Given request:
Output the lines below, word for word, beginning with the line that contains "Select green leaf." and continuing through the line that contains "30 44 81 68", with both of those lines included.

Dataset excerpt

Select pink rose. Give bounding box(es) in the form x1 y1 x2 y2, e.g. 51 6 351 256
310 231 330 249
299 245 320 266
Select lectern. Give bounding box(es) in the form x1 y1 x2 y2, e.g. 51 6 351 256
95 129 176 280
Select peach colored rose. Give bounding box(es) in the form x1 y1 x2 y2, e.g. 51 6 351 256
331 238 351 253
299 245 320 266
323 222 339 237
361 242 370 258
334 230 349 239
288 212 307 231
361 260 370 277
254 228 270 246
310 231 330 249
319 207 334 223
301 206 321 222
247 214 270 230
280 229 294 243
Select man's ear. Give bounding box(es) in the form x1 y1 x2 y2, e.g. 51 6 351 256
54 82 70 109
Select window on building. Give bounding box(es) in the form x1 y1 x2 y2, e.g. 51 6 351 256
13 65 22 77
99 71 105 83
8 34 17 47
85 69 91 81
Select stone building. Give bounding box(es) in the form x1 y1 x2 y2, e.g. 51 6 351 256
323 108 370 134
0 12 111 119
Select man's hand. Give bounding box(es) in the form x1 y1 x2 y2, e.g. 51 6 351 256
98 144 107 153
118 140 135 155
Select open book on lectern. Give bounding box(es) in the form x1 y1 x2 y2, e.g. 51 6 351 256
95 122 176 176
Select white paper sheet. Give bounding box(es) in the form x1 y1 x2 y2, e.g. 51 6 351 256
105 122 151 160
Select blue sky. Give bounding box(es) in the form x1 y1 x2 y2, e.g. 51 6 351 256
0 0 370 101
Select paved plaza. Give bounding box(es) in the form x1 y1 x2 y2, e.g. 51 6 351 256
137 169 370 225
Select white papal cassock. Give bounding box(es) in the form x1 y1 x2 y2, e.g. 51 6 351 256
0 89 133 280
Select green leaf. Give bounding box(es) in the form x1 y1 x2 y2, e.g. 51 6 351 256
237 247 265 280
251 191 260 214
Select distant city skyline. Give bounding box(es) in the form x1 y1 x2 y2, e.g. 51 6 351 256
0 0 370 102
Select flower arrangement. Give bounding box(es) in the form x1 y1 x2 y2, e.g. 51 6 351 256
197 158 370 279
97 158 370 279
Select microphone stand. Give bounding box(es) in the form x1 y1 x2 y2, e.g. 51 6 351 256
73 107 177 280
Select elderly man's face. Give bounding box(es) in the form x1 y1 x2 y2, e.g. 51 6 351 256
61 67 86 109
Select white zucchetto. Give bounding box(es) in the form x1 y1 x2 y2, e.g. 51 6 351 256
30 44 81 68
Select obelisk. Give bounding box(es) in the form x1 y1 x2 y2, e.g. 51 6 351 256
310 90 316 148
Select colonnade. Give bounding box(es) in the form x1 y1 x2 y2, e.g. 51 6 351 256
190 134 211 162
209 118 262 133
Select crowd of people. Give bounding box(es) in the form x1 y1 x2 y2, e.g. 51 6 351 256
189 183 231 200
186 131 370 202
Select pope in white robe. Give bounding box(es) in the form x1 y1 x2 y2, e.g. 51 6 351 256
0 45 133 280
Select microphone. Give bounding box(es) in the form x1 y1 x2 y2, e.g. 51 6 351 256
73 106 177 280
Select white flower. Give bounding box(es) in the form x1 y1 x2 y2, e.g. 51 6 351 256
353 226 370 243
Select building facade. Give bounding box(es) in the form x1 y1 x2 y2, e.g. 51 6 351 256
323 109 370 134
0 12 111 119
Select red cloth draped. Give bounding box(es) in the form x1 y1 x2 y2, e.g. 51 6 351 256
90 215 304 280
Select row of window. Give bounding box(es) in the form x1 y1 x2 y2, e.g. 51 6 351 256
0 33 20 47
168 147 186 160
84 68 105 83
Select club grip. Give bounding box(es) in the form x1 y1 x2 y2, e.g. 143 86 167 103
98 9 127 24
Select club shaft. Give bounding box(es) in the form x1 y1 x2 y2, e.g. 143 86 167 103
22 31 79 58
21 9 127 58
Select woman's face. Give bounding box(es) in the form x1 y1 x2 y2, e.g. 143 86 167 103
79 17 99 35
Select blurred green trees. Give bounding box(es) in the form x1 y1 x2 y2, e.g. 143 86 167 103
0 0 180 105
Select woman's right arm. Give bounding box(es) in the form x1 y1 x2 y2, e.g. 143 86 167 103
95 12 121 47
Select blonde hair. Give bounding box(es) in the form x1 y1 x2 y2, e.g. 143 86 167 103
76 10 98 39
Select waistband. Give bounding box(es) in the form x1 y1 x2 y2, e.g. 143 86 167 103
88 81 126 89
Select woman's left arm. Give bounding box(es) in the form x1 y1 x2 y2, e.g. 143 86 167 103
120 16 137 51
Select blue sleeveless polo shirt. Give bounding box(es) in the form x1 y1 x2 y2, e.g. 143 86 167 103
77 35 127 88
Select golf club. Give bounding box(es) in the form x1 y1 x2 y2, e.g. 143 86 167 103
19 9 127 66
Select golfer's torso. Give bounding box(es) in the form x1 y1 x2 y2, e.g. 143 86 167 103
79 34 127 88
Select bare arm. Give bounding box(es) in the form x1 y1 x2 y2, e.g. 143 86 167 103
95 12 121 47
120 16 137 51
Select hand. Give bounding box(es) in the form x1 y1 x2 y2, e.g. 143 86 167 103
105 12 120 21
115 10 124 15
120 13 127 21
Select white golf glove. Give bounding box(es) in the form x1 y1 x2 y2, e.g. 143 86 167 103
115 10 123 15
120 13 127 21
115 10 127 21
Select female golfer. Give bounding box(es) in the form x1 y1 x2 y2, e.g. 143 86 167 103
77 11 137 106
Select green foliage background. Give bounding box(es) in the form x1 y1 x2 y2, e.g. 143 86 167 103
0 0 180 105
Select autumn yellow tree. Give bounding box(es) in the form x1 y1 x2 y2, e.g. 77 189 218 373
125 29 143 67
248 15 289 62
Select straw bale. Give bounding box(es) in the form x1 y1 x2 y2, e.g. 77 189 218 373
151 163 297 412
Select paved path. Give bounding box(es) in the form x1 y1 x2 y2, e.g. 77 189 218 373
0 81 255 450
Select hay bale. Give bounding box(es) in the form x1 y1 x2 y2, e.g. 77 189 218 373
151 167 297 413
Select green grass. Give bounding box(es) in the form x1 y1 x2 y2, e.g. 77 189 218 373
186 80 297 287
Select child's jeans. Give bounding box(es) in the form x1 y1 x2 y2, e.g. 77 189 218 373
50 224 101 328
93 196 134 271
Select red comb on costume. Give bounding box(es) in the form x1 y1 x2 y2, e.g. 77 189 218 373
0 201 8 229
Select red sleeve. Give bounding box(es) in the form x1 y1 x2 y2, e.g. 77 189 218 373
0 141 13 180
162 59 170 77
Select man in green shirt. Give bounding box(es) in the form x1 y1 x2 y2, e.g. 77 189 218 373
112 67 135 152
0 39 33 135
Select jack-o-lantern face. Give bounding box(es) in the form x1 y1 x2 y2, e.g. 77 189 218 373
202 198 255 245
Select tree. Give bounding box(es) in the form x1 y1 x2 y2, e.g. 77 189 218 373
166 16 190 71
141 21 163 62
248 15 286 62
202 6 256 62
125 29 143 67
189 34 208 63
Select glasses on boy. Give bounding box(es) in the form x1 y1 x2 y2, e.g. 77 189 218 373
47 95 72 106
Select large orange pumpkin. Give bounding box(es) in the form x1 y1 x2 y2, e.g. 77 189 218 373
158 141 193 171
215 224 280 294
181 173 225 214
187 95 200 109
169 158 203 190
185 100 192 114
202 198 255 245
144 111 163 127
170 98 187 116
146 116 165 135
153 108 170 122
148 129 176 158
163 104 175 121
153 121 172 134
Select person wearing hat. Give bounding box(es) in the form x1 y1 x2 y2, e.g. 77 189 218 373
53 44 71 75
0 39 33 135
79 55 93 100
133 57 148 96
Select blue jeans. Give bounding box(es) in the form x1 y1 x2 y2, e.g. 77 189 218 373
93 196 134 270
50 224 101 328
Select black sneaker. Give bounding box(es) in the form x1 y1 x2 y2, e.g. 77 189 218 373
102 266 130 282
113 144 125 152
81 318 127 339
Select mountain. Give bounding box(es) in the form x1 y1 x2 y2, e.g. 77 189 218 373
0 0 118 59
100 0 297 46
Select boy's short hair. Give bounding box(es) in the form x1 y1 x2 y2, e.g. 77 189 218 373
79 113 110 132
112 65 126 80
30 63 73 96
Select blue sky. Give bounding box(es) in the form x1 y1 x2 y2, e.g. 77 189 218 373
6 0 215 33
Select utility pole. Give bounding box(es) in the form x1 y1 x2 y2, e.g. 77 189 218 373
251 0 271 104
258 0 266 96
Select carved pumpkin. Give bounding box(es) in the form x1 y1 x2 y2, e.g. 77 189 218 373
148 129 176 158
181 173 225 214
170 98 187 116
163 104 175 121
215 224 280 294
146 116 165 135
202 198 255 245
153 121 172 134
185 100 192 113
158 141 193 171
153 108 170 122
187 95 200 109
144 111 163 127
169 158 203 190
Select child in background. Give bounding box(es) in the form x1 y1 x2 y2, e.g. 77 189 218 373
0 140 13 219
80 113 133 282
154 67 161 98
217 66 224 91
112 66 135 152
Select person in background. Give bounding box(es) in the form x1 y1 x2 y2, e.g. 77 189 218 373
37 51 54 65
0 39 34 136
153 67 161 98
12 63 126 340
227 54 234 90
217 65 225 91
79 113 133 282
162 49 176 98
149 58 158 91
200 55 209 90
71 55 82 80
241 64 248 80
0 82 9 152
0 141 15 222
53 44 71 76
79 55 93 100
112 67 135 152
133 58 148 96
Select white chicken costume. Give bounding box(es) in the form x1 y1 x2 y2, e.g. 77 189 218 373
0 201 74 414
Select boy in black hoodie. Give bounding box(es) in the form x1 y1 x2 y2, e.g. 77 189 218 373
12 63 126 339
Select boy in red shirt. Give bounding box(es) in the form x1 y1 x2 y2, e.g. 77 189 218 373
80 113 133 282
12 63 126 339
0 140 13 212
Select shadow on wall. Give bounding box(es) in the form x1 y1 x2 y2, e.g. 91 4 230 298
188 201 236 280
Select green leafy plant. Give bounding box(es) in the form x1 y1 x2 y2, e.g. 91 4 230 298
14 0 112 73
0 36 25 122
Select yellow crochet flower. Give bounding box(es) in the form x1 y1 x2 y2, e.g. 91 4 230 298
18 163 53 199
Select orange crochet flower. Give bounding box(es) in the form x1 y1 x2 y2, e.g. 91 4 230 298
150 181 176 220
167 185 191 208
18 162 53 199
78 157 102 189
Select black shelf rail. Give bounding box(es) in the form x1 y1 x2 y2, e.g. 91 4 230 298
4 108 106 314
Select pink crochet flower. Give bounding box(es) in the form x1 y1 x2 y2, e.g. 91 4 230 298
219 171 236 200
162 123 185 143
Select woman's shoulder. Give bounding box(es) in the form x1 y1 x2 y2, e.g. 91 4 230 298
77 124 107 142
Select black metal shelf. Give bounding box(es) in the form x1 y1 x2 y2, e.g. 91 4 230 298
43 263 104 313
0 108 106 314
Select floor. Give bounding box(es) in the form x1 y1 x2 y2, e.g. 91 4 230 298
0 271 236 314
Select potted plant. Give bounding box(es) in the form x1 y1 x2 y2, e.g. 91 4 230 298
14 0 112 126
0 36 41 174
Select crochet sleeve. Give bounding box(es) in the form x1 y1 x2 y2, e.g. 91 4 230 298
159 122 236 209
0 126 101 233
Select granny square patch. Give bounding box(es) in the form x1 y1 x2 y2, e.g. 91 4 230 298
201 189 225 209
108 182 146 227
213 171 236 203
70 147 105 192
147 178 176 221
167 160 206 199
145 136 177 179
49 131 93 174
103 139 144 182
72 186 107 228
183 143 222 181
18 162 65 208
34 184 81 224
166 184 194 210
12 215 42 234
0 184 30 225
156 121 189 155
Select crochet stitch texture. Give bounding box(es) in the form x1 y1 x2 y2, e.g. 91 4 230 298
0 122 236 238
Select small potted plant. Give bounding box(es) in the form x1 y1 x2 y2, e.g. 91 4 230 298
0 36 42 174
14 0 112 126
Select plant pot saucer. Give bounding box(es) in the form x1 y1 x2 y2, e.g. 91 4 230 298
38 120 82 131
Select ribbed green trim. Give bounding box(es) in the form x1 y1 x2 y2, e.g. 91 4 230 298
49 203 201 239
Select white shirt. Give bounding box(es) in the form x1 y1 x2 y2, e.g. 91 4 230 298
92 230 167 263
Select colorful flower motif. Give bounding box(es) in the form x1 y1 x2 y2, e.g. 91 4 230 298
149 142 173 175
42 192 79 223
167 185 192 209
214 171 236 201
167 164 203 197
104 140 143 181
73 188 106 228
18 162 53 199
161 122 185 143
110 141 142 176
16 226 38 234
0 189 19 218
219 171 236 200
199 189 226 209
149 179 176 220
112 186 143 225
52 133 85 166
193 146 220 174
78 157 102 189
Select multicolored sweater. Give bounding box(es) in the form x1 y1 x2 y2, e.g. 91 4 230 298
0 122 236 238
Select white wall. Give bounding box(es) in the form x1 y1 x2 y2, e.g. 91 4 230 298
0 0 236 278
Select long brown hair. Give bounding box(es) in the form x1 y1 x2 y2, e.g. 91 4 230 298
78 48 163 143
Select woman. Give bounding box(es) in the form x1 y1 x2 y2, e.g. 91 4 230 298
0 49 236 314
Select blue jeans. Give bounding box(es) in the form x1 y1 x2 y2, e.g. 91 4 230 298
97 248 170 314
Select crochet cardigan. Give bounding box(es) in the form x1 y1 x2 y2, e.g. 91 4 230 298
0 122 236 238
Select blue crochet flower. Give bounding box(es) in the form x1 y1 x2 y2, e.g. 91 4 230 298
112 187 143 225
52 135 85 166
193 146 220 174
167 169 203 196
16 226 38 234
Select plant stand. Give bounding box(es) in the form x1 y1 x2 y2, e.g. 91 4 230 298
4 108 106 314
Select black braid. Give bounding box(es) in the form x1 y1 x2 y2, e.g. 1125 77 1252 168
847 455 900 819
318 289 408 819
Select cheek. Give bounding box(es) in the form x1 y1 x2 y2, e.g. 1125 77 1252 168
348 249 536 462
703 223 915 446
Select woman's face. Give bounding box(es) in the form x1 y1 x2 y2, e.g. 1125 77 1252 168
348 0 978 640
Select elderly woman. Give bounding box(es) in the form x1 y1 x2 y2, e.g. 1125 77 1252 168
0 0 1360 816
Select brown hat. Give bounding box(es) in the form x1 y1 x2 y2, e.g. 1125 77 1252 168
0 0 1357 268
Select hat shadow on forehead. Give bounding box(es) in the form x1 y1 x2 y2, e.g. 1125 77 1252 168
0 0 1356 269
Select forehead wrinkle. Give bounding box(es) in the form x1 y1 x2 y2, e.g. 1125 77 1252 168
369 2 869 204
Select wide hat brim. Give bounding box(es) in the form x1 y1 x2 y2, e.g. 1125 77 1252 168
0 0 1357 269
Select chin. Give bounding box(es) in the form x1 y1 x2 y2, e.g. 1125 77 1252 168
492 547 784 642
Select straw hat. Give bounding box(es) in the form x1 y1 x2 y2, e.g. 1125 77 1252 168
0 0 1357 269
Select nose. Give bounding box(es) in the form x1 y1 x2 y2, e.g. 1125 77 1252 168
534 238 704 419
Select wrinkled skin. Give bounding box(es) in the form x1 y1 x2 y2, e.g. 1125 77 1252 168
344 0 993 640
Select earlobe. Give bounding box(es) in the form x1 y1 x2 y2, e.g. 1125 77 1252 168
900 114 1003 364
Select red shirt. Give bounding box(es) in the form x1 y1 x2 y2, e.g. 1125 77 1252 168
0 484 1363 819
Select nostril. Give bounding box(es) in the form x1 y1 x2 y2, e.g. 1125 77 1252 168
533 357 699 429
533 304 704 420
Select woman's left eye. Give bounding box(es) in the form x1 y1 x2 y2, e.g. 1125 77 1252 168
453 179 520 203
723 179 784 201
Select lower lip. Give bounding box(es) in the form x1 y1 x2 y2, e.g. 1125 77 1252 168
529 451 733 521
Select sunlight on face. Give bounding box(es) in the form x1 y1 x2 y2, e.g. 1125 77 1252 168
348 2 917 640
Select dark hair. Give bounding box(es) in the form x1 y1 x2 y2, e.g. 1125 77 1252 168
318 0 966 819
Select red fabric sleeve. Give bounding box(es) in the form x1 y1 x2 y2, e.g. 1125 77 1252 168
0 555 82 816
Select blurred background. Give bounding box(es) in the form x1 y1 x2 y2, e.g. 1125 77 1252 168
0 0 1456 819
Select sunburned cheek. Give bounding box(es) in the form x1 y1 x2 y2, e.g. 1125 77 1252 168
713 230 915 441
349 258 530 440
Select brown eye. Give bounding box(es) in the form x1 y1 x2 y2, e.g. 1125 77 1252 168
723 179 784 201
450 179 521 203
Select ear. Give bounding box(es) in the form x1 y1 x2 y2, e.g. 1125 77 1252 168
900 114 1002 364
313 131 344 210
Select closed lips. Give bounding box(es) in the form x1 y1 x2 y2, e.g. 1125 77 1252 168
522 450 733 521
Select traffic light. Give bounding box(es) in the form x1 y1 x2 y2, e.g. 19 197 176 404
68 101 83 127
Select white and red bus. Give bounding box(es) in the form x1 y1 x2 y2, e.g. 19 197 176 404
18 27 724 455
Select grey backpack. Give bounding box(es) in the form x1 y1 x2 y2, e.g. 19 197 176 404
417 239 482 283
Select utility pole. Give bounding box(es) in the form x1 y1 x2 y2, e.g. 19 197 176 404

Worked answer:
Select green leaf. Give bounding box(es) in the form x1 y1 x2 y2, e.g. 51 6 351 256
237 247 265 280
251 191 260 214
Select distant city skyline. Give bounding box(es) in the form x1 y1 x2 y2, e.g. 51 6 351 256
0 0 370 102
Select flower arrangement. Give bounding box(es) in the form x1 y1 x2 y2, e.g. 51 6 351 256
197 158 370 279
97 158 370 279
Select microphone stand. Give bounding box(es) in the form x1 y1 x2 y2, e.g. 51 6 351 256
73 107 177 280
Select elderly man's face. Give bounding box(es) in the form x1 y1 x2 y2, e.g. 51 6 351 256
61 67 86 109
Select white zucchetto. Give bounding box(es) in the form x1 y1 x2 y2, e.g. 51 6 351 256
30 44 81 68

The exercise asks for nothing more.